BEGIN INFORMATION PROVIDED

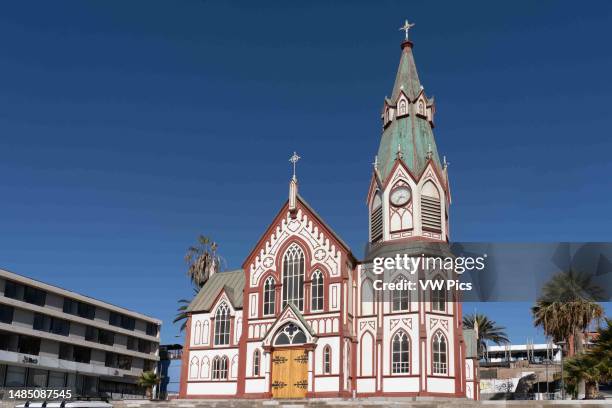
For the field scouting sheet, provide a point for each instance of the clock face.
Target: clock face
(400, 196)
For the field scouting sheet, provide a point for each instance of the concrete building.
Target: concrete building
(54, 338)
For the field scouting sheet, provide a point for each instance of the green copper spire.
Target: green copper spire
(411, 132)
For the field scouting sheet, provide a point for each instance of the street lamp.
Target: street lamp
(561, 344)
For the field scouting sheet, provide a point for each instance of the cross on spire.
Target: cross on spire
(294, 159)
(406, 27)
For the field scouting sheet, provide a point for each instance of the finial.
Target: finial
(294, 159)
(406, 27)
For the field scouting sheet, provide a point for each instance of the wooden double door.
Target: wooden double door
(289, 373)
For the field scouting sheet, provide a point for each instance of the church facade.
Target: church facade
(303, 318)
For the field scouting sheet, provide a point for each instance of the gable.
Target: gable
(230, 283)
(322, 244)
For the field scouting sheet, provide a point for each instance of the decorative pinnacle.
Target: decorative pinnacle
(429, 152)
(294, 159)
(407, 26)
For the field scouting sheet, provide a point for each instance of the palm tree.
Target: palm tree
(148, 380)
(202, 260)
(486, 329)
(567, 307)
(592, 366)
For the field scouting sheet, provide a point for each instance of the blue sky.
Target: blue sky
(127, 128)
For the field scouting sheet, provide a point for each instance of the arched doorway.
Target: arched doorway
(289, 363)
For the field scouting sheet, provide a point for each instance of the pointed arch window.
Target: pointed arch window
(293, 277)
(316, 304)
(222, 325)
(430, 208)
(440, 354)
(220, 366)
(376, 219)
(400, 297)
(256, 363)
(438, 296)
(290, 334)
(402, 107)
(194, 367)
(269, 296)
(400, 358)
(327, 360)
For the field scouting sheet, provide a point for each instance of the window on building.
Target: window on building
(440, 354)
(293, 277)
(115, 360)
(132, 343)
(56, 379)
(256, 363)
(28, 345)
(317, 291)
(81, 309)
(269, 296)
(402, 108)
(91, 333)
(8, 341)
(327, 360)
(152, 329)
(123, 321)
(124, 362)
(24, 293)
(51, 324)
(222, 325)
(15, 376)
(430, 208)
(400, 358)
(81, 354)
(148, 365)
(219, 369)
(6, 314)
(106, 337)
(400, 298)
(376, 221)
(438, 298)
(290, 334)
(37, 378)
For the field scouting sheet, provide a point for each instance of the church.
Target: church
(302, 317)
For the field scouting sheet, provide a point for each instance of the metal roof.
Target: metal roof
(231, 281)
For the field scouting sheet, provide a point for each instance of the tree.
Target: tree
(592, 366)
(182, 314)
(486, 329)
(202, 260)
(567, 307)
(148, 380)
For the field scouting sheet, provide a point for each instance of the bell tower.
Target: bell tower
(409, 194)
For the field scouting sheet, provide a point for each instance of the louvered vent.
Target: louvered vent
(376, 222)
(430, 212)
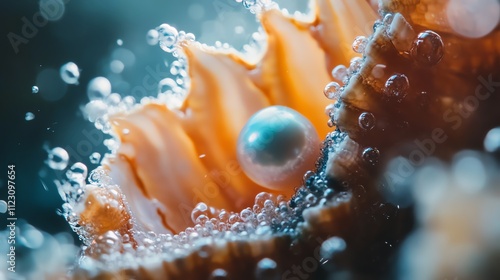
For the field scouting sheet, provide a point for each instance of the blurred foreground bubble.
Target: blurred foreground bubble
(98, 88)
(58, 158)
(70, 73)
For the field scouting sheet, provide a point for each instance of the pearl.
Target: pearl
(277, 146)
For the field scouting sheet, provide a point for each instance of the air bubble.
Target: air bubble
(98, 88)
(371, 155)
(95, 109)
(332, 246)
(29, 116)
(218, 274)
(339, 73)
(492, 140)
(331, 122)
(166, 85)
(359, 44)
(168, 37)
(176, 68)
(332, 90)
(249, 3)
(200, 209)
(152, 37)
(77, 172)
(428, 48)
(355, 64)
(113, 99)
(3, 206)
(70, 73)
(246, 215)
(396, 87)
(366, 121)
(58, 158)
(329, 110)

END INFORMATION PROVIDED

# WHAT TO DO
Pictures are to be left out. Everything else in the records above gets repeated exactly.

# RESULT
For the field scouting sheet, provide a point for each instance of the clock face.
Target: clock face
(400, 196)
For the field scouting sheet, provide a point for each instance of the concrete building.
Target: concrete building
(54, 338)
For the field scouting sheet, provide a point for each instance of the green copper spire.
Target: green copper spire
(411, 132)
For the field scouting sheet, provide a point for each instance of the street lamp.
Target: street lamp
(561, 344)
For the field scouting sheet, provide a point for each instance of the cross on spire.
Target: cross on spire
(294, 159)
(406, 27)
For the field scouting sheet, provide a point for each instance of the finial.
Target: finial
(294, 159)
(406, 27)
For the field scouting sheet, provide a point for each instance of the wooden double door.
Target: wooden double door
(289, 373)
For the field scouting sheet, provide a point for each instance of the church facade.
Target: church facade
(303, 318)
For the field scouting sheet, provide a point for each instance of the gable.
Target: gable
(230, 283)
(322, 244)
For the field scouting sheet, provide a point for each instance of the decorative pinnacle.
Target: decorative pinnacle
(429, 152)
(294, 159)
(407, 26)
For the field scouting sheet, provide a point for each instance of the palm tree.
Target: palm tree
(148, 380)
(202, 260)
(486, 329)
(567, 307)
(592, 366)
For the field scouting sheet, provide a point for each instance of the blue sky.
Target: blue sky
(127, 128)
For the field scouting sheet, provide a point for each instance of the arched doorway.
Target: arched doorway
(289, 363)
For the field scouting sheet, provide a point for each instance of the pointed arch window.
Target: pointed arch window
(293, 277)
(316, 304)
(222, 325)
(430, 208)
(440, 354)
(220, 366)
(376, 219)
(400, 297)
(256, 363)
(438, 296)
(290, 334)
(402, 107)
(194, 367)
(269, 296)
(400, 358)
(327, 360)
For the field scouting sheet, provide a point for each instance of the window on building.
Target: window on building
(440, 354)
(293, 277)
(115, 360)
(132, 343)
(56, 379)
(256, 363)
(28, 345)
(317, 291)
(81, 309)
(269, 296)
(402, 108)
(91, 333)
(8, 341)
(327, 360)
(152, 329)
(123, 321)
(124, 362)
(24, 293)
(51, 324)
(222, 325)
(15, 376)
(430, 208)
(400, 358)
(81, 354)
(148, 365)
(219, 369)
(6, 314)
(106, 337)
(400, 298)
(376, 221)
(438, 298)
(290, 334)
(37, 378)
For the field scouting sheet, provide a point for each instance of the church.
Target: church
(302, 317)
For the field scouting sheet, provide a point for each instance of the metal roof.
Target: metal roof
(231, 281)
For the field scouting sheet, provide a point for each instance of the tree.
Target: tree
(592, 366)
(182, 314)
(486, 329)
(202, 260)
(567, 307)
(148, 380)
For the field scouting sheet, provide a point for each instance of the bell tower.
Target: bell tower
(409, 194)
For the field scouting sheet, provide a point for each instance of the louvered vent.
Target: louvered vent
(376, 222)
(430, 212)
For the field scouting sheet, provide a point for each instance of the blurred foreground bubble.
Target: blurred foreground bubble
(98, 88)
(58, 158)
(70, 73)
For the field scouting sheet, provide a point for each instance of the pearl.
Target: pearl
(277, 146)
For the field scouting sheet, provide a point for each instance of the air bubble.
Target: air bubble
(98, 88)
(371, 155)
(95, 109)
(332, 246)
(29, 116)
(218, 274)
(339, 73)
(492, 140)
(331, 122)
(166, 85)
(359, 44)
(168, 37)
(176, 68)
(332, 90)
(249, 3)
(200, 209)
(152, 37)
(77, 172)
(428, 48)
(355, 64)
(113, 99)
(3, 206)
(70, 73)
(246, 215)
(396, 87)
(366, 121)
(58, 158)
(329, 110)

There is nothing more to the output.